[Stored items]
________
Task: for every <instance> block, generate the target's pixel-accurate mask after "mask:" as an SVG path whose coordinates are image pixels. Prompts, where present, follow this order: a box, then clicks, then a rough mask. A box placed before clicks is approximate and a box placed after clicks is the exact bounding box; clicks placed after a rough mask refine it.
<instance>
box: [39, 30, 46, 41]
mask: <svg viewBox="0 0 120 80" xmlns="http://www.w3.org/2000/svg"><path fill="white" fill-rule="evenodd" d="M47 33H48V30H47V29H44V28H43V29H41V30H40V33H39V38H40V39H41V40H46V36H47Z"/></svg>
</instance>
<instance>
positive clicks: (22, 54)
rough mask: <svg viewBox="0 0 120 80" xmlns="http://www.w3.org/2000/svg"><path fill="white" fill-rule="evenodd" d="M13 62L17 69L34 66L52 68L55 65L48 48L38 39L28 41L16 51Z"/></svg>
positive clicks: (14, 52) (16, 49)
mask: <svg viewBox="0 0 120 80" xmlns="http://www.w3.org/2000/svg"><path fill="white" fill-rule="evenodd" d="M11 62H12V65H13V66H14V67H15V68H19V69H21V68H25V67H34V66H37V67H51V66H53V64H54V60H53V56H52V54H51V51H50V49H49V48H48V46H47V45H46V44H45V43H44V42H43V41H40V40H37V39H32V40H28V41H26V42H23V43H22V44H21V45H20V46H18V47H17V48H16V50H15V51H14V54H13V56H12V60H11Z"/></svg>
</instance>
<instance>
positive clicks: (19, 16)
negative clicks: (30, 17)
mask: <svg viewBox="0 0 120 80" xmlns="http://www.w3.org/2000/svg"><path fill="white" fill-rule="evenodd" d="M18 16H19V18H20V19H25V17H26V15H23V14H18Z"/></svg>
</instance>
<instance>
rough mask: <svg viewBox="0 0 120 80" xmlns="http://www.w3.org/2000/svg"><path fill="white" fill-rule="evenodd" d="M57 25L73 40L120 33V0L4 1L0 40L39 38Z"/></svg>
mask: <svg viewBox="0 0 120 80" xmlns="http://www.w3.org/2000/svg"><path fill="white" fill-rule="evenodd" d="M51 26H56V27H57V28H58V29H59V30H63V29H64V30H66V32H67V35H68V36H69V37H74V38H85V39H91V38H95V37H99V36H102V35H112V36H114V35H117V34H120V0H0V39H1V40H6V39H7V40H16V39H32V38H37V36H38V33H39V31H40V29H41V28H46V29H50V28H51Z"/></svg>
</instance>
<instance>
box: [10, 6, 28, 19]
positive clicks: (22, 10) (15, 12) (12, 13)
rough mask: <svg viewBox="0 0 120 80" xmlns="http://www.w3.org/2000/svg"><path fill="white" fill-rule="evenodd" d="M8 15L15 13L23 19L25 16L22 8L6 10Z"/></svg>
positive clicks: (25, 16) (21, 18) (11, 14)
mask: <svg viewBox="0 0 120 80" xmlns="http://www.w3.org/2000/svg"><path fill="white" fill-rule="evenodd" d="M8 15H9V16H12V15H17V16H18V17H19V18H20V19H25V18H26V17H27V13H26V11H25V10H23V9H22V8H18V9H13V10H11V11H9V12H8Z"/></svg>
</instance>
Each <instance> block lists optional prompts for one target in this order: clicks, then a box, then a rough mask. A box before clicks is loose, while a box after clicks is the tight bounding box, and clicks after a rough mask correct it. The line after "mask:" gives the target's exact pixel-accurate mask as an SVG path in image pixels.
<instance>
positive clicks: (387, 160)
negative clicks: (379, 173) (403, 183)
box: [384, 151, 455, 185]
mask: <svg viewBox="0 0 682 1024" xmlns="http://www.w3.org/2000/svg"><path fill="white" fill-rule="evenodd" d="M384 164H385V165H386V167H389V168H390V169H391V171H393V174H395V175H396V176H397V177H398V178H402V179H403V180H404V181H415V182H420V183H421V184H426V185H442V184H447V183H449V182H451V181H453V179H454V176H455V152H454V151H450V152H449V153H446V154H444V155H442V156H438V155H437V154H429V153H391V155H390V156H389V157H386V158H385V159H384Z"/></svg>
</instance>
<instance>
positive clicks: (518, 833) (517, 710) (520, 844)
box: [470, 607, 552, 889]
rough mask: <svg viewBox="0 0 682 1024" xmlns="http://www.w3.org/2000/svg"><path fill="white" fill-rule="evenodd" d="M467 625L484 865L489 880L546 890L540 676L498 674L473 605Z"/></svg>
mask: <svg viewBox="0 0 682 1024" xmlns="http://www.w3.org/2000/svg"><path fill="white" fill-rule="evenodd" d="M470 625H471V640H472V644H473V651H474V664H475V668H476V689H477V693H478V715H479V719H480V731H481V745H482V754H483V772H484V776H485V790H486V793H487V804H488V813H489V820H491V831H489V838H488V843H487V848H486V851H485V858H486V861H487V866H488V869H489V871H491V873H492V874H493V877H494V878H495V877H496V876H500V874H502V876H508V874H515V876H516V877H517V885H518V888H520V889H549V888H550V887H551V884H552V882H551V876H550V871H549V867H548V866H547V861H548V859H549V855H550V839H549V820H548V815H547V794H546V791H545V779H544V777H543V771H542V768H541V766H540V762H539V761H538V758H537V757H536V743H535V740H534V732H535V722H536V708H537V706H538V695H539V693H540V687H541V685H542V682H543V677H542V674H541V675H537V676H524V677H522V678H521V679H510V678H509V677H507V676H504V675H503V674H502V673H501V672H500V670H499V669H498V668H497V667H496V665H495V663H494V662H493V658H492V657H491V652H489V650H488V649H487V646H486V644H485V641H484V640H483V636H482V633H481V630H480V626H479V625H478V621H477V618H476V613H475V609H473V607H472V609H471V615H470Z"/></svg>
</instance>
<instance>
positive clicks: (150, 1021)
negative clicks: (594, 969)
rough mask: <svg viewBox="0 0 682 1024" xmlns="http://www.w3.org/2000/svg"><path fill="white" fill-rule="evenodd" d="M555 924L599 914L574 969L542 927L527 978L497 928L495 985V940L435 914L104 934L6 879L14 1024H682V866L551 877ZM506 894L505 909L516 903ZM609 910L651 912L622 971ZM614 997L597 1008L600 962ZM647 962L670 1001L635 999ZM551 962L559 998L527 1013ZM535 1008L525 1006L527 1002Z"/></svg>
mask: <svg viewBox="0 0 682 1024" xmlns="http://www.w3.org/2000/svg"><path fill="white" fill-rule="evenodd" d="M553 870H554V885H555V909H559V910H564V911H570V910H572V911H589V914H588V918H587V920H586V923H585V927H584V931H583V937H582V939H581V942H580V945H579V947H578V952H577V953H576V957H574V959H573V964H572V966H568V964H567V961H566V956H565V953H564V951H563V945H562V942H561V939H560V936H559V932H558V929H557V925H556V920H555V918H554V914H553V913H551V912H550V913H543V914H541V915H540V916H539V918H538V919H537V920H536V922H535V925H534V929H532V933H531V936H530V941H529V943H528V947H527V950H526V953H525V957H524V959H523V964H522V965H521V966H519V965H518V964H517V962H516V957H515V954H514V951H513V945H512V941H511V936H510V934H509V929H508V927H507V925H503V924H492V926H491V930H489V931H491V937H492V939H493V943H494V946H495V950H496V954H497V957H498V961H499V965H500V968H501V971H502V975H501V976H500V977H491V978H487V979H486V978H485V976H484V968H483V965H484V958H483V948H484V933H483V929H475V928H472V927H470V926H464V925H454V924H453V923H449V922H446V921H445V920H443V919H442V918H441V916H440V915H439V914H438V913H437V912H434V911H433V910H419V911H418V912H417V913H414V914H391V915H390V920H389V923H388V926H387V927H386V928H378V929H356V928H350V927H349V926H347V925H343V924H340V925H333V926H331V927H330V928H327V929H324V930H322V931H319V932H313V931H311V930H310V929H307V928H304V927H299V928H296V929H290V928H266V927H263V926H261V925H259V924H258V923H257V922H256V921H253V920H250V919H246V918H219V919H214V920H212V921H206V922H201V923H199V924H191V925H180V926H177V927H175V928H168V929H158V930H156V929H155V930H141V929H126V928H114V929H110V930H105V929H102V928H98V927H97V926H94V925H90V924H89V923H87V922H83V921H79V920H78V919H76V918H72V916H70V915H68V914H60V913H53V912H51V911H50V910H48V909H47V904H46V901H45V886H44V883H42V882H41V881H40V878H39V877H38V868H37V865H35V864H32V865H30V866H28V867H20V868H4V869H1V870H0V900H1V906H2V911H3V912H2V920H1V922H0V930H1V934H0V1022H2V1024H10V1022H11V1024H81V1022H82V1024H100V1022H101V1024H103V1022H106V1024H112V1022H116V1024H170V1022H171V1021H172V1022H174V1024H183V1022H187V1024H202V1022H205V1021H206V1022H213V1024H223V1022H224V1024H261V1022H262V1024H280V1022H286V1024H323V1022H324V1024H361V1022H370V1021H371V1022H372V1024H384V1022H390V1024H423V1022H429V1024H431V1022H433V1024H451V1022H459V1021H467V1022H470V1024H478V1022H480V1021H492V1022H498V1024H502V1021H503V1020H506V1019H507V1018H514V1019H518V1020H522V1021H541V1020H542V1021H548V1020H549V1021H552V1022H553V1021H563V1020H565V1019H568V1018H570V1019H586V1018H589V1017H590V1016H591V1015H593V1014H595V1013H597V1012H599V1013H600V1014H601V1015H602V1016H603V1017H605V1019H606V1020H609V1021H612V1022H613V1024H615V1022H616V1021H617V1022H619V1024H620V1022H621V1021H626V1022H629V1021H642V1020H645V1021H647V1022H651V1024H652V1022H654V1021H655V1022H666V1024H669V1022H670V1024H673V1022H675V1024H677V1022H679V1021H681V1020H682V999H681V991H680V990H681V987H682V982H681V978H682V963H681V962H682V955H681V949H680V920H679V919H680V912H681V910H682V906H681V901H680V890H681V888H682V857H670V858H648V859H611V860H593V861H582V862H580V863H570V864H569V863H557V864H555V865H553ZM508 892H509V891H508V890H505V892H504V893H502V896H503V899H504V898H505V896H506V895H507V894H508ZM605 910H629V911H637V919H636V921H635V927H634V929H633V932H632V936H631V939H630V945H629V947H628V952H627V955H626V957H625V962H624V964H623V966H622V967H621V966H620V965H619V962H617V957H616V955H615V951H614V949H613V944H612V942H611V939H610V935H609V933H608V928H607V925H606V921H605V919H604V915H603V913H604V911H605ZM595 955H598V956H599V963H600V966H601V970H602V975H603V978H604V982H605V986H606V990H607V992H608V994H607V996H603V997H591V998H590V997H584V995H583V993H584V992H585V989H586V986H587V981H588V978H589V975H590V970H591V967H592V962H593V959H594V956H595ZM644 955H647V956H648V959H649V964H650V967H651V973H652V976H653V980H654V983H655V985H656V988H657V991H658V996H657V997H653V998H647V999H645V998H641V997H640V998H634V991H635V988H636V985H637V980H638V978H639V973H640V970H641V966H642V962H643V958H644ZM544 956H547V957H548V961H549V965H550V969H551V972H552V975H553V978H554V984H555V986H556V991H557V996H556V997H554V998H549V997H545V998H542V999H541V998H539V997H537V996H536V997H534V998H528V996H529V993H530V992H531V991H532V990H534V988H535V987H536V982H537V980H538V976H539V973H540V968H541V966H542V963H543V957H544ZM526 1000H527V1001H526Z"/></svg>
________
To do:
Retype exactly the lines of the data above that fall between the line with "box: [10, 6, 28, 19]" and the line with "15L15 13L23 19L25", inclusive, and add nothing.

Written response:
box: [10, 6, 28, 19]
positive clicks: (22, 10) (15, 12) (12, 13)
rough mask: <svg viewBox="0 0 120 80" xmlns="http://www.w3.org/2000/svg"><path fill="white" fill-rule="evenodd" d="M8 15L15 13L23 19L25 16L22 8L6 10Z"/></svg>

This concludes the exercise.